>>>

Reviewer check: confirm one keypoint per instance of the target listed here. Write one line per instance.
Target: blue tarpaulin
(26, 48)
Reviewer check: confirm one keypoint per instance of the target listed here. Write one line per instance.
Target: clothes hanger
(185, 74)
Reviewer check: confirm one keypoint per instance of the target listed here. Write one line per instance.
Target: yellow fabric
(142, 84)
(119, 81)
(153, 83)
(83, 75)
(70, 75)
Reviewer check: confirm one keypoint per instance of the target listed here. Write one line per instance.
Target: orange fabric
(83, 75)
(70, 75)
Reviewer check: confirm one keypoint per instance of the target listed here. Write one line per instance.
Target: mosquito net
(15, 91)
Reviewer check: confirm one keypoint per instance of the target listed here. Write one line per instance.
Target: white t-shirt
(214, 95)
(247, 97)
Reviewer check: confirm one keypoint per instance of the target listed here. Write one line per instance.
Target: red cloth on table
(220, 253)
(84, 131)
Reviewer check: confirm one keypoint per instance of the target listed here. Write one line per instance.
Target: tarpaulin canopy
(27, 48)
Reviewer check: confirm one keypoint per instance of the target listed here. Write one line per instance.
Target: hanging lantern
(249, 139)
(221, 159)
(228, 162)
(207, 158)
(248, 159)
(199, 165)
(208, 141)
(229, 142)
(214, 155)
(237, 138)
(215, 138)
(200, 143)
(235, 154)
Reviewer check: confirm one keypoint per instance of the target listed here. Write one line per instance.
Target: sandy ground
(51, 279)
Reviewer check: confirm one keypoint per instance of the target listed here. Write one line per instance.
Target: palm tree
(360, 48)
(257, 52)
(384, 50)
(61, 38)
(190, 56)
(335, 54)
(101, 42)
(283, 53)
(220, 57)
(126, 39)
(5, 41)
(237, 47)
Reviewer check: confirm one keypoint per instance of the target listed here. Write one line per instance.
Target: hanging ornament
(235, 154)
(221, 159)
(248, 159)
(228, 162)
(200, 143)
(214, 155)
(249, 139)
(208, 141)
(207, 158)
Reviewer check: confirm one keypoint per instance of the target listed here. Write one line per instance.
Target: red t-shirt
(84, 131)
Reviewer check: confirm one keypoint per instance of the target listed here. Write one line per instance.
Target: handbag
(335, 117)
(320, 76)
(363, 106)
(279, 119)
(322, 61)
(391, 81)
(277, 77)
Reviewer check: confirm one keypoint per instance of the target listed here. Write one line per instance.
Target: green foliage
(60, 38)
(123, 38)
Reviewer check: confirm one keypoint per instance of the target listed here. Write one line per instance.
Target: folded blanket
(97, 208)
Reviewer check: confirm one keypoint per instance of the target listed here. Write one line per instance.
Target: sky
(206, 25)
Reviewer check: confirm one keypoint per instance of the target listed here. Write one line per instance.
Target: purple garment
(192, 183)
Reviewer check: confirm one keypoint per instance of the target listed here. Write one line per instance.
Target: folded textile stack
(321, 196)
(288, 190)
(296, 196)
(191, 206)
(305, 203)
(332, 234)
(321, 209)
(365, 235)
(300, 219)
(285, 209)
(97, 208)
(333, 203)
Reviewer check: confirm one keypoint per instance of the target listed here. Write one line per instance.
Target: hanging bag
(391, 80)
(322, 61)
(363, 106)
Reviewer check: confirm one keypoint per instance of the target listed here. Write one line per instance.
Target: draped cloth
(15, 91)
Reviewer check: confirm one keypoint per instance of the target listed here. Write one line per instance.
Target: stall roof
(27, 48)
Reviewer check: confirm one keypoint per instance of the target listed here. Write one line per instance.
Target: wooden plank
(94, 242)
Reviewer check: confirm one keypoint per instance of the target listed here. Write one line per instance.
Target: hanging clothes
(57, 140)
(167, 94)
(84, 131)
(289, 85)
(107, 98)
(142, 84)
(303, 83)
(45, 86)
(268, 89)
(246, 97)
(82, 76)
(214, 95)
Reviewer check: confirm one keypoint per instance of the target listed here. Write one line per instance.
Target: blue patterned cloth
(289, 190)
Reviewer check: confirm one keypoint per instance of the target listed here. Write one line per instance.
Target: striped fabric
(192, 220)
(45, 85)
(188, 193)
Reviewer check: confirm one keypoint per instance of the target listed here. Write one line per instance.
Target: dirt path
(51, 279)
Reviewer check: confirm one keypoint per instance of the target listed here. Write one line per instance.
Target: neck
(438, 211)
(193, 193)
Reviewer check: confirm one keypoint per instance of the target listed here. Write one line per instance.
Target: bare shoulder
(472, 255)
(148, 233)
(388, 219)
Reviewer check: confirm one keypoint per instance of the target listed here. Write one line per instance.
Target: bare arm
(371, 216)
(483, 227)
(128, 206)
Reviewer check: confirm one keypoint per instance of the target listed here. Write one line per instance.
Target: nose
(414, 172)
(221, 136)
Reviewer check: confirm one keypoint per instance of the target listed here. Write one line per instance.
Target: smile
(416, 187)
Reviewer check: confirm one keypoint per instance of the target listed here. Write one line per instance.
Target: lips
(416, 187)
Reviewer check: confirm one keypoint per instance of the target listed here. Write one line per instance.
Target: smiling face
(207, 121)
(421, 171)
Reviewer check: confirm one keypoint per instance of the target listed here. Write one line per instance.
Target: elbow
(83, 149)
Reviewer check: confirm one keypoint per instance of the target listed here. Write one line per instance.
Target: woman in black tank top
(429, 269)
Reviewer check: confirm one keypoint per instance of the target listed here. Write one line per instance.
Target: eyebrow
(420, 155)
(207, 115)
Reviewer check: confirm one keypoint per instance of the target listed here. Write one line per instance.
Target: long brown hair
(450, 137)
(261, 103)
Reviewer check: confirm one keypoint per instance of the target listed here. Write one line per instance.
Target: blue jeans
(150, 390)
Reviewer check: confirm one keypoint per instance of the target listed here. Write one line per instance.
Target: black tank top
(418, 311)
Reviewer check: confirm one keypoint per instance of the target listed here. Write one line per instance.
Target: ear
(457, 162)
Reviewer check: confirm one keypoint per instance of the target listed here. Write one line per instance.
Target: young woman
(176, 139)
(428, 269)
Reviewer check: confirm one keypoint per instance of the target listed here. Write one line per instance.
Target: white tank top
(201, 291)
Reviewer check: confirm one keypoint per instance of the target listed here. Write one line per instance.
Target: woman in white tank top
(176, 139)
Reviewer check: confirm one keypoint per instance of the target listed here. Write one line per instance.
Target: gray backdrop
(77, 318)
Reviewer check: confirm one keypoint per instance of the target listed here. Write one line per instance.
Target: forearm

<<<

§ Task to complete: What are the lines from the one with "Target: gray backdrop" through the end of the records above? Set them down exactly, both ends included, and nothing else.

§ Result of this task:
Target: gray backdrop
(77, 318)
Reviewer check: confirm one keypoint per instance of the target listed here. Write one line per instance.
Target: forearm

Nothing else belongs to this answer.